> [Source excerpt]:
※

Joan Durrant, a professor in the department of Family Social Sciences at the University of Manitoba in Winnipeg, adds that we need to step back and decode our kids’ behaviour before exploding in a reactionary way. “Parents need to understand the real reasons behind children’s behaviour and not simply interpret it as defiance. As adults we need to work on our own self-regulation so that we can help kids with theirs.”

Durrant’s advice has worked for Michelle Baxter, a mother of two kids, now 13 and 8, in Newmarket, Ont. Baxter vowed to change her own behaviour and break her yelling habit after she realized her children were scared of her. “They were walking on eggshells around me, and they worried about what might set me off.” She discovered that one of the biggest triggers for her was when her kids were whiny, and that the whining usually boiled down to one thing: attention. “Instead of yelling at them for whining, I asked why they were whining. Were they really hungry or bored? Usually the answer was no. If I stopped what I was doing for 15 minutes to read a book or play Lego with them, the whining stopped.” Baxter’s additional strategies for yelling less are pretty simple: Before flying off the handle, inhale and exhale while you reflect, even for a split-second, about whether this particular aggravation or infraction is worth shouting about. “Taking time to step back is huge,” she says. “If I just take a moment and breathe—and think about whether the battle is worth fighting—chances are, I won’t yell.”

※

> [Data segment]:
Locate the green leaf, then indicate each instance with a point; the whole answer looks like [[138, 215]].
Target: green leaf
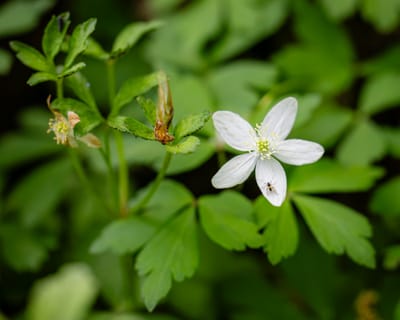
[[5, 61], [338, 229], [331, 176], [171, 253], [54, 35], [21, 248], [364, 144], [149, 108], [281, 234], [30, 57], [326, 125], [128, 37], [81, 88], [392, 257], [66, 295], [191, 124], [238, 84], [71, 70], [386, 200], [123, 236], [380, 92], [79, 40], [95, 50], [186, 145], [339, 9], [132, 126], [39, 77], [132, 88], [228, 220], [38, 193], [89, 118], [28, 13], [383, 14]]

※

> [What to do]: In the passage on parents yelling, what did Michelle Baxter find her kids' whining usually came down to?

> [Task solution]: Attention.